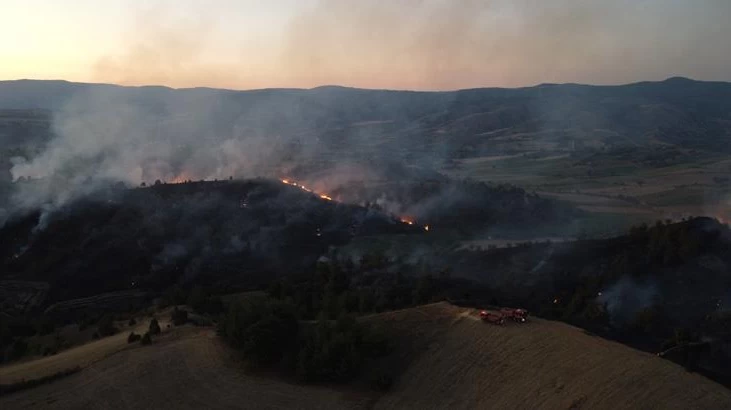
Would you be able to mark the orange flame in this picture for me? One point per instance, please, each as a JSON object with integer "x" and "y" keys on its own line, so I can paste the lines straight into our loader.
{"x": 304, "y": 188}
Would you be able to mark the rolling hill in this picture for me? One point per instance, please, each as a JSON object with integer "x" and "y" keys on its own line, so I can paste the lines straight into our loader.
{"x": 446, "y": 357}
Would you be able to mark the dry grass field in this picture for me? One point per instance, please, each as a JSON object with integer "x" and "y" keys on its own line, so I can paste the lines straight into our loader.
{"x": 449, "y": 359}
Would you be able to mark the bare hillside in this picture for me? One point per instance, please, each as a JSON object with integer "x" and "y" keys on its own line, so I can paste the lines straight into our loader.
{"x": 450, "y": 360}
{"x": 542, "y": 364}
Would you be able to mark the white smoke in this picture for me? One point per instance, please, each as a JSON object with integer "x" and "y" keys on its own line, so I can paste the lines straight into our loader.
{"x": 626, "y": 297}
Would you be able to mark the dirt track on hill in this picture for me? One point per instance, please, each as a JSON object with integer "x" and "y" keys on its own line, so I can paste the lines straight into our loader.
{"x": 451, "y": 360}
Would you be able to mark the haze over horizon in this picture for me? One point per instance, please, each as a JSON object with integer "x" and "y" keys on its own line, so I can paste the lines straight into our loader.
{"x": 407, "y": 44}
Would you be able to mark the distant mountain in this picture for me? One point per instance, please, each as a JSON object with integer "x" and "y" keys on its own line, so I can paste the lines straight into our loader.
{"x": 410, "y": 124}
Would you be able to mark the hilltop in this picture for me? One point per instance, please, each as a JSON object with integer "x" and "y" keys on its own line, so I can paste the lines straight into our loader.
{"x": 445, "y": 357}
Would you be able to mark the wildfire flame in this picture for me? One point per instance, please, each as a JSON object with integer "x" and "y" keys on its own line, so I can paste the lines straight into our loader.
{"x": 327, "y": 197}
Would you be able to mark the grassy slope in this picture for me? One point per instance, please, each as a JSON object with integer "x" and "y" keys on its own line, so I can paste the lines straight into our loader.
{"x": 452, "y": 360}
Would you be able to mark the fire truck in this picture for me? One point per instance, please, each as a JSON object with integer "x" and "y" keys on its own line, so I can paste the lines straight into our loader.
{"x": 491, "y": 317}
{"x": 517, "y": 315}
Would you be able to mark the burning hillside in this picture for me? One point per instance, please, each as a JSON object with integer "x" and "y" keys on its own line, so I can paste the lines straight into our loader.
{"x": 237, "y": 231}
{"x": 321, "y": 195}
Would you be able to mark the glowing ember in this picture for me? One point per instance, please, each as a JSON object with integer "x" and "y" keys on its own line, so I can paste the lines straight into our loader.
{"x": 304, "y": 188}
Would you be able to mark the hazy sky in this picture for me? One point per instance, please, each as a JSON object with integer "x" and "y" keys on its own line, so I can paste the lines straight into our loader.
{"x": 413, "y": 44}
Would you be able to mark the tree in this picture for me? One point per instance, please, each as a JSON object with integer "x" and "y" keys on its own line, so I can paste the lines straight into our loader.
{"x": 179, "y": 317}
{"x": 154, "y": 327}
{"x": 105, "y": 326}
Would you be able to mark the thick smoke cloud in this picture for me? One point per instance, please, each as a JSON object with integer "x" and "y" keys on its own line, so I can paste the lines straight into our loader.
{"x": 106, "y": 135}
{"x": 428, "y": 44}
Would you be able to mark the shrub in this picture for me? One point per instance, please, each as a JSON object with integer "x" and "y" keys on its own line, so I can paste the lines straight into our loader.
{"x": 133, "y": 337}
{"x": 179, "y": 316}
{"x": 105, "y": 326}
{"x": 154, "y": 327}
{"x": 382, "y": 381}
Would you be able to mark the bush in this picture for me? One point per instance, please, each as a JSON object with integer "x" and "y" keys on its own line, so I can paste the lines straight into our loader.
{"x": 382, "y": 381}
{"x": 27, "y": 384}
{"x": 133, "y": 337}
{"x": 154, "y": 328}
{"x": 105, "y": 326}
{"x": 179, "y": 316}
{"x": 263, "y": 332}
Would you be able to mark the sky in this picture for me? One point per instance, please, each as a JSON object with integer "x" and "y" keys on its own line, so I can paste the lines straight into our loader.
{"x": 397, "y": 44}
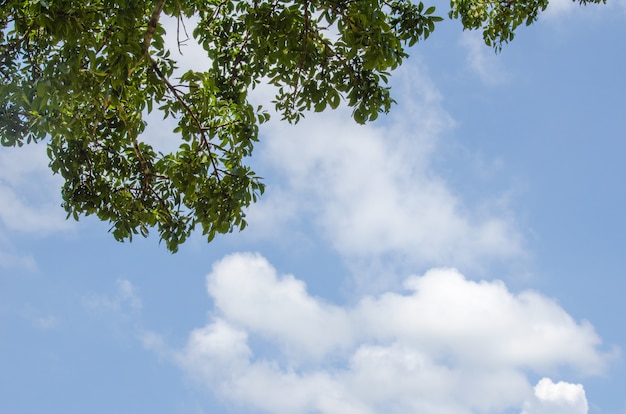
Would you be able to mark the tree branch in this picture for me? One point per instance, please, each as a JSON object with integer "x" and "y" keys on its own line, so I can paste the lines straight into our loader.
{"x": 152, "y": 23}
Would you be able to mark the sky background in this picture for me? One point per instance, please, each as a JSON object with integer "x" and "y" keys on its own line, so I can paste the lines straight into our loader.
{"x": 464, "y": 254}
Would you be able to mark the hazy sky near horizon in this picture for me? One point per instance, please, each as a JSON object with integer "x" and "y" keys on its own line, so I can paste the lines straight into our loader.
{"x": 462, "y": 255}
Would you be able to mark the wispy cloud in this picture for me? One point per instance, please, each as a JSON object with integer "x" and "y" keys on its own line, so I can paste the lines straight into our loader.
{"x": 444, "y": 344}
{"x": 125, "y": 299}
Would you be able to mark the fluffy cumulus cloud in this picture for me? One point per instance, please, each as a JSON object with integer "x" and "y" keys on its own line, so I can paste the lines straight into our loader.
{"x": 559, "y": 398}
{"x": 444, "y": 344}
{"x": 371, "y": 190}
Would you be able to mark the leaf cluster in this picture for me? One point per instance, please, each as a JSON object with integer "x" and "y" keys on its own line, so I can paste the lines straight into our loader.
{"x": 82, "y": 75}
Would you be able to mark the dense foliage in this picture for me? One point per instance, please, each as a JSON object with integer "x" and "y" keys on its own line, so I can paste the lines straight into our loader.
{"x": 80, "y": 75}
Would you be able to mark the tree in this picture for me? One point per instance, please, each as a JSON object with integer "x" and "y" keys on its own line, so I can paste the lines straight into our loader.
{"x": 81, "y": 75}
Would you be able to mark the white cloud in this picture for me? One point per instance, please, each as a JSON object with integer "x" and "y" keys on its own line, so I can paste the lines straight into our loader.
{"x": 125, "y": 298}
{"x": 559, "y": 398}
{"x": 445, "y": 344}
{"x": 29, "y": 193}
{"x": 370, "y": 189}
{"x": 482, "y": 59}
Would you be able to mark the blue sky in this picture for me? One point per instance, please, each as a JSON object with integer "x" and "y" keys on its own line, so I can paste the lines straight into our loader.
{"x": 464, "y": 254}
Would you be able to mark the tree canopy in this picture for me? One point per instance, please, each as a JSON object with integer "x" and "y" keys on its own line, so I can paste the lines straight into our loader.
{"x": 82, "y": 75}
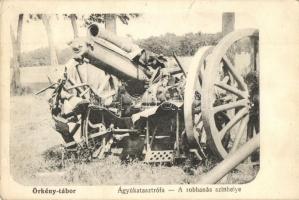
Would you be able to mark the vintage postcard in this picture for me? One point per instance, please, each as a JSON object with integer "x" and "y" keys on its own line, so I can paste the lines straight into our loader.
{"x": 149, "y": 99}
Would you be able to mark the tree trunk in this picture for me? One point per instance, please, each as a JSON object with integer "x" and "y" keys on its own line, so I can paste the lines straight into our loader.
{"x": 228, "y": 22}
{"x": 53, "y": 55}
{"x": 74, "y": 25}
{"x": 110, "y": 22}
{"x": 16, "y": 59}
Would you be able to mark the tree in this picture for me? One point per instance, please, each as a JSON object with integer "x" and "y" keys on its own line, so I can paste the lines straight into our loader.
{"x": 73, "y": 18}
{"x": 16, "y": 52}
{"x": 46, "y": 21}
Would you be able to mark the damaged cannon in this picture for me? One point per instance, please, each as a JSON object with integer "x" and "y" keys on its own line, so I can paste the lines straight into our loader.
{"x": 116, "y": 96}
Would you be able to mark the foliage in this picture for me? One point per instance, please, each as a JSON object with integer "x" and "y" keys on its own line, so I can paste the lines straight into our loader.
{"x": 185, "y": 45}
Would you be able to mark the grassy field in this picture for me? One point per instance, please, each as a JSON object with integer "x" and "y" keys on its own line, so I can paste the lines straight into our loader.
{"x": 34, "y": 156}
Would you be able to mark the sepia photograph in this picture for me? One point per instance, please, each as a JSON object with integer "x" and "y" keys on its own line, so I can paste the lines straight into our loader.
{"x": 149, "y": 99}
{"x": 134, "y": 98}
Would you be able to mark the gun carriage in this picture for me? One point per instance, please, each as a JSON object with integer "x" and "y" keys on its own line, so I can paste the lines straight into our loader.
{"x": 115, "y": 95}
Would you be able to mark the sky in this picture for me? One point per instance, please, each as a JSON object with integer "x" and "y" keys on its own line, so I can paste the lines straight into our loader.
{"x": 148, "y": 24}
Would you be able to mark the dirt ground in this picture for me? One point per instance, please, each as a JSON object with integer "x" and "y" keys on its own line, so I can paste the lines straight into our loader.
{"x": 34, "y": 159}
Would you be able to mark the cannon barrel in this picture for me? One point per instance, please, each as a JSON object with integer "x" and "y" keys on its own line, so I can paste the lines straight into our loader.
{"x": 105, "y": 53}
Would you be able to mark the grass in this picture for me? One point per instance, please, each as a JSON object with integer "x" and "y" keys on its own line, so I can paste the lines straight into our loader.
{"x": 35, "y": 156}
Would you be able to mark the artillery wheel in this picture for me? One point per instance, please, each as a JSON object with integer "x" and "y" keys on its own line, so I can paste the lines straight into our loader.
{"x": 95, "y": 133}
{"x": 192, "y": 96}
{"x": 232, "y": 92}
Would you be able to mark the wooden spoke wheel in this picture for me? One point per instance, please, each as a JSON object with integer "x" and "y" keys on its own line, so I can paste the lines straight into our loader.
{"x": 94, "y": 132}
{"x": 192, "y": 97}
{"x": 230, "y": 93}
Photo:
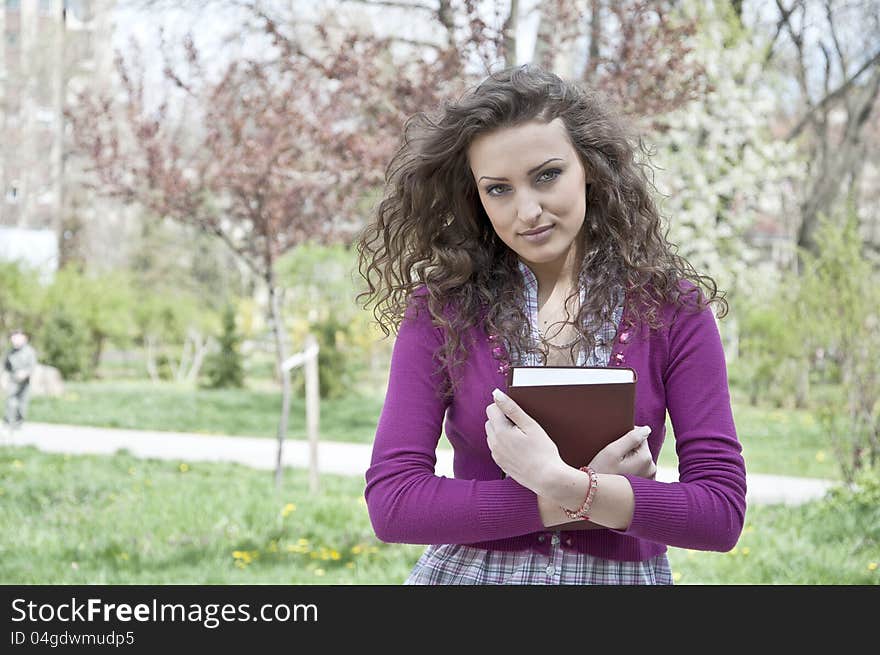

• • •

Given task >> Please count the lines of the data above that contain the string "fluffy", treating uppercase and lowercase as different. Give only the number.

Exercise answer >> 1